● Page text
● ● ● ● ●

However, non-African populations all share some early mutations. In other words, they form one cluster on that tree, while native African populations form another. It’s in that sense that Africans tend to have one set of genetics while everyone else tends to have another.

On the other hand, if you go further up the tree, humans share our DNA with other species from which early humans diverged long before the Out Of Africa migration.

Anonymous 0 Comments

It has with how the genetic testing companies decide what genetic sequences are “assigned” to a particular country or region.

Basically they take samples from a bunch of people in a given geographical area and note the common sequences in that area. When you get your DNA analyzed the compare your sequences to those of the people known to live in that region. if they see your gene sequences are most similar to the ones they collected from Germany, they’ll say you are likely German with a percentage similar to how much of your sequences resemble those of people from Germany.

There are/were some issues with France. France makes it illegal to test DNA for ancestry. Even though it is illegal some still get it done (or do it in another country). So while many companies can pinpoint locations in a country from which your ancestors hail, the location of your ancestors in France is harder to determine.

Anonymous 0 Comments

All DNA is Human DNA, but there are “variants” in the genetic code that happen at random. Some are very minor and don’t produce any visible changes. Some produce some visible changes in the human. When we sequence the DNA from people in different regions, we see that some populations all have some similar variants. We can say these variants are common to that region.

DNA variants happen within humans all the time and if they aren’t immediately deadly variants, they can be passed to children and they’ll pass it to their children, etc. Since people typically breed with people in their region, these variants can become common in that region but are unlikely to be found outside that region.

By the way, these variants are SUPER tiny parts of the entire DNA. It’s like changing the font on one word in one book in an entire library.

So there isn’t any “African” or “European” DNA. It’s all human DNA, its just that if you look closely, you can find the book with the italicized word for Ostrich and then you can reasonably conclude that the library of books came from the same region as the other libraries that have the italicized word for Ostrich in it.

● ● ● ● ●

● Complete the following
#1 Reproduce the DNA ancestry discussion word for word between "There are/were some" and "harder to determine.", inclusive.
#2 List every word or phrase that the DNA ancestry discussion sets in quotation marks.
The records come from a source unrelated to the DNA ancestry discussion.

● ● ● ● ●

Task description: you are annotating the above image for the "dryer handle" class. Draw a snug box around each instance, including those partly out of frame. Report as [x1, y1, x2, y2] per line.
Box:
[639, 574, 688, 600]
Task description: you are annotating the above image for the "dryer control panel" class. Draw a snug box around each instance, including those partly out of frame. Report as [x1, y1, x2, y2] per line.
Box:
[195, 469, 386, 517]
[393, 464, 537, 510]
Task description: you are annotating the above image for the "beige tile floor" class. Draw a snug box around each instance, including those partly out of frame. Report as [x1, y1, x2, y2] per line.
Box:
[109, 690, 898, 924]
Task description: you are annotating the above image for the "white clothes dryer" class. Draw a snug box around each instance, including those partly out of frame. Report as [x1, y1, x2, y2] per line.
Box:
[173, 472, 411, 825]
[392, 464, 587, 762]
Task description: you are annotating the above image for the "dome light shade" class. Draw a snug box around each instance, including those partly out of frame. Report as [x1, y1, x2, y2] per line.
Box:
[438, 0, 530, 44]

● ● ● ● ●

● Your responses
#1
There are/were some issues with France. France makes it illegal to test DNA for ancestry. Even though it is illegal some still get it done (or do it in another country). So while many companies can pinpoint locations in a country from which your ancestors hail, the location of your ancestors in France is harder to determine.

#2
assigned
variants
African
European